→ **Task description**: Would you please print exactly the lines that run from the one with "Phrase: laptop trackpad" to the last line of the data, both included, without any pictures?

[Natural-language object grounding data]
================================

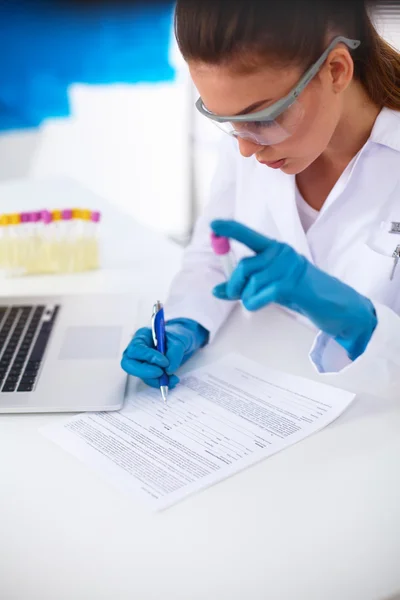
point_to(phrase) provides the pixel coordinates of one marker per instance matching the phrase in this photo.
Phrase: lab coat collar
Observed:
(386, 130)
(281, 201)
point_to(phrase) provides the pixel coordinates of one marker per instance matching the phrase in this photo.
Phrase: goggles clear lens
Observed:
(268, 132)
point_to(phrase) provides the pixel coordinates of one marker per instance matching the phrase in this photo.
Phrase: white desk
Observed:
(319, 521)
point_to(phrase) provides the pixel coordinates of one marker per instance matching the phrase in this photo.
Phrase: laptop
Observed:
(62, 354)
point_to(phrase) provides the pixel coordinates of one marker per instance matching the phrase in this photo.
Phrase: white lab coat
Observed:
(350, 239)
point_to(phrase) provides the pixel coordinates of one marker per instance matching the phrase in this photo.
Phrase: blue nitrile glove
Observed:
(142, 360)
(277, 273)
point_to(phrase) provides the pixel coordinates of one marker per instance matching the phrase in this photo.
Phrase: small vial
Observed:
(94, 258)
(78, 239)
(32, 247)
(15, 246)
(222, 248)
(66, 244)
(4, 240)
(56, 240)
(86, 240)
(45, 255)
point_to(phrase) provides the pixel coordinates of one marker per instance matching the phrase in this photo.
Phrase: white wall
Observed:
(144, 147)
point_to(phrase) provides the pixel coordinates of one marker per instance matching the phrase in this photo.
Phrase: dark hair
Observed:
(249, 32)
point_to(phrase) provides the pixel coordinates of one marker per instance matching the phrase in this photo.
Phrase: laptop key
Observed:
(9, 387)
(25, 387)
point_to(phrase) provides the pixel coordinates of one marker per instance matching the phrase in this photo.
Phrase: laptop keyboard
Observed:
(24, 335)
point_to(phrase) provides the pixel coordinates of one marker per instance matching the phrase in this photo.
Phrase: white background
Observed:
(143, 147)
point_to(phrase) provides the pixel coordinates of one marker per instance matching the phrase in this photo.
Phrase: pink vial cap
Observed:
(46, 217)
(33, 217)
(66, 214)
(219, 244)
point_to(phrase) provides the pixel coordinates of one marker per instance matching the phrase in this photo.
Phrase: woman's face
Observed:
(224, 91)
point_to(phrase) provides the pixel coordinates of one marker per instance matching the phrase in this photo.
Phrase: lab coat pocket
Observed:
(378, 272)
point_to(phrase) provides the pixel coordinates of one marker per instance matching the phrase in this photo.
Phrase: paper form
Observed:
(221, 419)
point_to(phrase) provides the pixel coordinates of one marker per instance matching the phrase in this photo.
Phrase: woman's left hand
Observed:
(277, 273)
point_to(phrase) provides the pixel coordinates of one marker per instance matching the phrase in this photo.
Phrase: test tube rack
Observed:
(49, 241)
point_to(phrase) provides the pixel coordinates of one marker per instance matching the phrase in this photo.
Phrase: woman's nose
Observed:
(247, 148)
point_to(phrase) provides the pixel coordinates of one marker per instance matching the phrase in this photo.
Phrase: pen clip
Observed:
(156, 308)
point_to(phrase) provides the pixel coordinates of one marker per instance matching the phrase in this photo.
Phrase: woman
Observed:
(308, 185)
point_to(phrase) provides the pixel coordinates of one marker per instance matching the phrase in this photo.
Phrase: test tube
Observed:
(15, 244)
(94, 258)
(222, 249)
(66, 248)
(86, 240)
(45, 255)
(57, 240)
(78, 242)
(4, 240)
(33, 246)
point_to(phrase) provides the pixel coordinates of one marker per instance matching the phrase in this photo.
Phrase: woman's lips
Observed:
(277, 164)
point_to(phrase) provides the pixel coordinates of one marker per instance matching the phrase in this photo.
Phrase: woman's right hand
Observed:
(183, 338)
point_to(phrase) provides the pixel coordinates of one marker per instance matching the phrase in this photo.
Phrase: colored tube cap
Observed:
(46, 216)
(220, 244)
(66, 214)
(15, 219)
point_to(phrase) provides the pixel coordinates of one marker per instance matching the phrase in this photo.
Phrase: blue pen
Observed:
(158, 330)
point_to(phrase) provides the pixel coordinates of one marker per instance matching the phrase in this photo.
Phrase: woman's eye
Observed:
(256, 126)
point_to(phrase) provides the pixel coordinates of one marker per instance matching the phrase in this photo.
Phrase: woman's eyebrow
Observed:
(252, 107)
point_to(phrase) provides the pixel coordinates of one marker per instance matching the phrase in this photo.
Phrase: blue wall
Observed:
(46, 46)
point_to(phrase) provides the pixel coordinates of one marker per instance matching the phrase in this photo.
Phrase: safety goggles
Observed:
(279, 121)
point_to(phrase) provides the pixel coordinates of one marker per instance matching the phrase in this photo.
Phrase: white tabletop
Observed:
(320, 520)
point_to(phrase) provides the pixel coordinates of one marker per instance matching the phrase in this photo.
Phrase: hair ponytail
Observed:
(246, 32)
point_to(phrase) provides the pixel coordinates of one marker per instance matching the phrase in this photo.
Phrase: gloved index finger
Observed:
(236, 231)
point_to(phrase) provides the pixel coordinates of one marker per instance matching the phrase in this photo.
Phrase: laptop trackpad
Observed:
(91, 343)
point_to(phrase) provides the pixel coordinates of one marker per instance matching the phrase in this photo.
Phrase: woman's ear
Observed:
(341, 69)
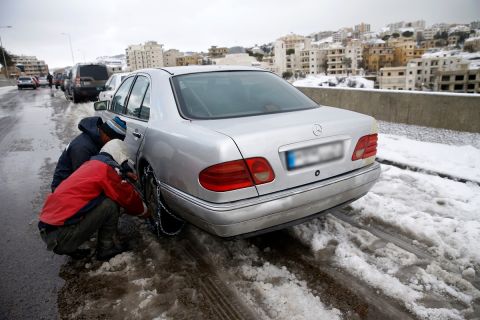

================================

→ **Answer**:
Phrase: laptop trackpad
Observed:
(91, 343)
point_to(phrase) provides the pixel coordinates of one marker per instance matching the phrase in this photo.
Phrase: woman's ear
Observed:
(341, 69)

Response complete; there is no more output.